------ MATERIAL FOR THE TASK ------

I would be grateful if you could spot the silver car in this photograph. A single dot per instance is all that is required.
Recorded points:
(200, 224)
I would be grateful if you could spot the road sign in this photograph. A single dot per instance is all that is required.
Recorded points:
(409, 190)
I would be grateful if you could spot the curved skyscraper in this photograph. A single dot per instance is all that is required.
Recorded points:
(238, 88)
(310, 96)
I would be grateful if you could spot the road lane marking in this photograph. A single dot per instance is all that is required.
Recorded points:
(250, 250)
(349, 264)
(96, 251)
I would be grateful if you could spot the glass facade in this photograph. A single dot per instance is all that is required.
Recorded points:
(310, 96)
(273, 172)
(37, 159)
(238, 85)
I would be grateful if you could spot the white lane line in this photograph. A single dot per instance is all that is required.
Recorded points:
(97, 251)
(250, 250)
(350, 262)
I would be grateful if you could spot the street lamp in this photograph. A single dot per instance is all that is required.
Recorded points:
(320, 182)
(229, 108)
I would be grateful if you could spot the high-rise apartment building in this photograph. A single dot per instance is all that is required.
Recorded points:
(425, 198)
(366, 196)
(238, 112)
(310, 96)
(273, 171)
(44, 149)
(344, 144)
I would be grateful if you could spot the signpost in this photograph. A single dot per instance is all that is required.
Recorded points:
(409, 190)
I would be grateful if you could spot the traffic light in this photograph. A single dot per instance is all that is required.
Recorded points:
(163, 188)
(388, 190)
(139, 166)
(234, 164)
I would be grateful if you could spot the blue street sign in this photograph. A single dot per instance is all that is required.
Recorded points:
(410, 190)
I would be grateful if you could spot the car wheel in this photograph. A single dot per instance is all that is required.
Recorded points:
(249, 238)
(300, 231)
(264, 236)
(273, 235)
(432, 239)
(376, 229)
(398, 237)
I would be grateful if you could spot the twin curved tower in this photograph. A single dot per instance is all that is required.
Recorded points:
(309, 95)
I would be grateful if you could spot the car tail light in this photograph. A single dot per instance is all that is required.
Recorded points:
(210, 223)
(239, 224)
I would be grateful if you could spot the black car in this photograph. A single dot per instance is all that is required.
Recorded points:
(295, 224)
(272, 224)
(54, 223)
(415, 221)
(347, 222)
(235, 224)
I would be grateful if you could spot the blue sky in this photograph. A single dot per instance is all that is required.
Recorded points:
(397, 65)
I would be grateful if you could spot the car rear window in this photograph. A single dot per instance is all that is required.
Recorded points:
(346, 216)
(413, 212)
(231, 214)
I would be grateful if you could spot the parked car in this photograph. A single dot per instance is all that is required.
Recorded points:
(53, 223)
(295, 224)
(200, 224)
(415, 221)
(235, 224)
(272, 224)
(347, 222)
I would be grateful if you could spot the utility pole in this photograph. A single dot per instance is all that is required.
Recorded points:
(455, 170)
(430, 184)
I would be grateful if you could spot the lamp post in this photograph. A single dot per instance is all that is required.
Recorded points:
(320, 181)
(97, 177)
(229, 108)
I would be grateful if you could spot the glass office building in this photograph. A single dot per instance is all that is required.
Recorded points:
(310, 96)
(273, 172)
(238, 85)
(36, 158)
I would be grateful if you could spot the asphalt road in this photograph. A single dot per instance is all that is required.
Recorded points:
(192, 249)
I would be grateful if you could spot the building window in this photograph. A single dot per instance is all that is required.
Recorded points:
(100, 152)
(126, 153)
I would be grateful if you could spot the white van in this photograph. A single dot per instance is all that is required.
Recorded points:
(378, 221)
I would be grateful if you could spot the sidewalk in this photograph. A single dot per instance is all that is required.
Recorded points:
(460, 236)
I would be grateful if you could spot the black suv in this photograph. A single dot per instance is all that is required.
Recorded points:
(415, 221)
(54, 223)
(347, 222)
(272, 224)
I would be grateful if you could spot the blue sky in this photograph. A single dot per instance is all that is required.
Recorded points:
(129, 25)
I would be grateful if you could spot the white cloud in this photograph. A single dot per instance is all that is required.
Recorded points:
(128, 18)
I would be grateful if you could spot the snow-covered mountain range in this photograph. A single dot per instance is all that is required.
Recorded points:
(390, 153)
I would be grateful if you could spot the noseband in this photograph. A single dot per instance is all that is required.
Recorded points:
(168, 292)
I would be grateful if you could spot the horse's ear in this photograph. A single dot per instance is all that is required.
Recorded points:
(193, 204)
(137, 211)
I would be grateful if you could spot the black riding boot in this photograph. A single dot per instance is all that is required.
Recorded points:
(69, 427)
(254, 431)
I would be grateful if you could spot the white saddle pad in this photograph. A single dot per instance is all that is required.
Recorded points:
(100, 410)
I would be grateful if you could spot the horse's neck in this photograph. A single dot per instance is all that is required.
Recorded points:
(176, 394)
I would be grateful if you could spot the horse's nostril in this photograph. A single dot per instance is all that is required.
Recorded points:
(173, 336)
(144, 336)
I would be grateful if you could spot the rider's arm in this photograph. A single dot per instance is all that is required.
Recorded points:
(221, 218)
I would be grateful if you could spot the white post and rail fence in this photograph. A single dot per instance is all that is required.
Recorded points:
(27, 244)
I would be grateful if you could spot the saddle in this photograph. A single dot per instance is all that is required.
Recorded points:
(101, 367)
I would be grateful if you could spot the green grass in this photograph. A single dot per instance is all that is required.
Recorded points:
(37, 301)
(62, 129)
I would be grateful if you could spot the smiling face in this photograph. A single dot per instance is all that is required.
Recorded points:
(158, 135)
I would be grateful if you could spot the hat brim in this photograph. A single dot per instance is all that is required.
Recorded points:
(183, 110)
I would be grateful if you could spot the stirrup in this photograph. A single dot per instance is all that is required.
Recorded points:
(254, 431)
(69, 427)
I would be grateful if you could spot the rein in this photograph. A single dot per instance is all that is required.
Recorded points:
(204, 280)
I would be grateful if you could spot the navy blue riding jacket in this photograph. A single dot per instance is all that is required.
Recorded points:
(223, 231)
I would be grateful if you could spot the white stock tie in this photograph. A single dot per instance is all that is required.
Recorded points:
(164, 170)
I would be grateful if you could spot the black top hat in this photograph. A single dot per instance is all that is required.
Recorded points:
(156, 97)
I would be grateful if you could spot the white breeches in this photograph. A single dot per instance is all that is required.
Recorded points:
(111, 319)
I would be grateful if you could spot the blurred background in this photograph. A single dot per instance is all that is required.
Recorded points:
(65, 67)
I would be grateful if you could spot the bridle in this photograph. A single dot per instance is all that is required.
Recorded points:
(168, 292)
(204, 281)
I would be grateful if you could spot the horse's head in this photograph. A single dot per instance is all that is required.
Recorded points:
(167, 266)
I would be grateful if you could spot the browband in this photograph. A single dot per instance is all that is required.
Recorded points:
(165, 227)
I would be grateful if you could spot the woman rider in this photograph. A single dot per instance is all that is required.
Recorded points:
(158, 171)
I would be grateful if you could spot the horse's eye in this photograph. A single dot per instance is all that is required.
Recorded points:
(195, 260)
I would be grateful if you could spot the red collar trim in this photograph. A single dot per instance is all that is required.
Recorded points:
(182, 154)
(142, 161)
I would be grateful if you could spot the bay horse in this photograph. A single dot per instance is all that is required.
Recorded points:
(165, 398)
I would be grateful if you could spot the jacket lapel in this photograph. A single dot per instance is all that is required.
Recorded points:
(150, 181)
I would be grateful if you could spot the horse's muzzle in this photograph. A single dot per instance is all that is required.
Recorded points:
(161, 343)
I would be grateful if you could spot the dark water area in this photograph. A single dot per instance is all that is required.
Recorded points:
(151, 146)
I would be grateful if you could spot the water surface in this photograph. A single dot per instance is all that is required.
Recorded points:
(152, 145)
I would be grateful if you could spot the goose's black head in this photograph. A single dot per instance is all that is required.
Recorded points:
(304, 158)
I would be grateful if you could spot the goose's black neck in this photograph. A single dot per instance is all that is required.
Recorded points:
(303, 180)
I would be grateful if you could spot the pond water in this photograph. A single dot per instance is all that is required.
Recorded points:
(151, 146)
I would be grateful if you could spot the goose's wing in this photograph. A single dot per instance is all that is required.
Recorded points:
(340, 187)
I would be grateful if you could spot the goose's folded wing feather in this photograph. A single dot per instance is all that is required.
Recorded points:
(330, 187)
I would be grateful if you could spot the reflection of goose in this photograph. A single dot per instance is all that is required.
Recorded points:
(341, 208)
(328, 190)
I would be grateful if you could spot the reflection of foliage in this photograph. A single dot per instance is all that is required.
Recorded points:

------

WHAT YOU HAVE TO DO >> Lines that contain "blue" are the result; find them in the entries above and copy each one.

EXERCISE SOLUTION >>
I would be grateful if you could spot the blue street sign in this photograph. A single dot per instance is all that is required.
I would be grateful if you could spot the blue sky in this photograph. A single dot per instance is all that is required.
I would be grateful if you could spot the blue sky in this photograph. A single dot per instance is all that is required.
I would be grateful if you could spot the navy blue riding jacket in this photograph. A single dot per instance is all that is required.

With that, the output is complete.